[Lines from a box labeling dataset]
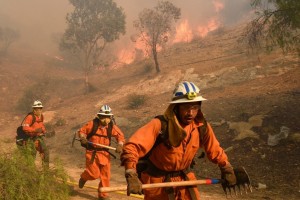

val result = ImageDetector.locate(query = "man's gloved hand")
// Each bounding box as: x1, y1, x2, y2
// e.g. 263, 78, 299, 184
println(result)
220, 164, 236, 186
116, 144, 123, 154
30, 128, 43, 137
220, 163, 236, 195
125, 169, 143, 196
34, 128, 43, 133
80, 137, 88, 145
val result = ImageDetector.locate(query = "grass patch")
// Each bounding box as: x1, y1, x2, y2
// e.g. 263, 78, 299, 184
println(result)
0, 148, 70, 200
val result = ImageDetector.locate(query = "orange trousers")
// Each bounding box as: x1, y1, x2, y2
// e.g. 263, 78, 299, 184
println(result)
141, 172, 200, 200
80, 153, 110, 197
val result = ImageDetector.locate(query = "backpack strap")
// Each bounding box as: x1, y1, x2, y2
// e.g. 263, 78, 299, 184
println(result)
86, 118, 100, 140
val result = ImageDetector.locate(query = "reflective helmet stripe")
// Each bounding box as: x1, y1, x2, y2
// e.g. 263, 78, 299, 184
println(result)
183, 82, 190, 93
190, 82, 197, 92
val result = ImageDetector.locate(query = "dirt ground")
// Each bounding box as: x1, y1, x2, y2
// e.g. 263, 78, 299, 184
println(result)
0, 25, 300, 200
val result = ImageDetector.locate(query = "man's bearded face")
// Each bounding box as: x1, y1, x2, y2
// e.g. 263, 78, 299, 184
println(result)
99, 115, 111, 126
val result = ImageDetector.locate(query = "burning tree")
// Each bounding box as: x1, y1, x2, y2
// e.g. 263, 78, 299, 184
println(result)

=== Exercise brief ===
Rewrite all of the lines above with every "ImageDetector" changed to "BoxFinder" and everything else kept the same. Omit the pictures from your answer.

=== Right answer ===
val result = BoxFinder.locate(query = "man's gloved hand")
// Each bounding box as: x1, y1, x2, y2
// e.g. 263, 78, 299, 184
println(result)
220, 164, 236, 186
116, 144, 123, 154
30, 128, 43, 137
220, 163, 236, 195
125, 169, 143, 196
34, 128, 43, 133
80, 137, 88, 145
val result = BoxFinder.locate(query = "grass patch")
// Each bounding box as: x1, y1, x2, y2
// e.g. 263, 78, 299, 184
println(result)
0, 148, 70, 200
val result = BoxFinder.locate(query = "orange trousers")
// Each bounding box as: x1, y1, x2, y2
// e.g. 263, 78, 299, 184
println(result)
141, 172, 200, 200
80, 153, 110, 197
val result = BoxFinder.locate(query = "backpack strap")
// Each bounding box as: x1, y1, x2, y2
// e.g. 263, 78, 299, 184
println(result)
86, 118, 100, 140
val result = BoxFinder.locate(query = "reflective helmet stripe")
// Each bounding box as: x1, y1, x2, y2
// e.g. 263, 78, 299, 184
println(result)
183, 82, 190, 93
190, 82, 197, 92
val result = BoxFinder.locate(query = "dirt ground")
// Each bounding box as: x1, y1, x2, y2
// e.g. 263, 78, 299, 184
println(result)
0, 25, 300, 200
val result = BoxFinder.locate(query = "man's bearded face")
// Each bounding box as: x1, y1, x2, y2
// e.g. 263, 78, 299, 184
println(result)
99, 115, 111, 126
val result = BoxFinder.locate(query = "burning tree")
// Each bounding box as: x1, y1, x2, y2
// e.g. 263, 78, 299, 184
println(result)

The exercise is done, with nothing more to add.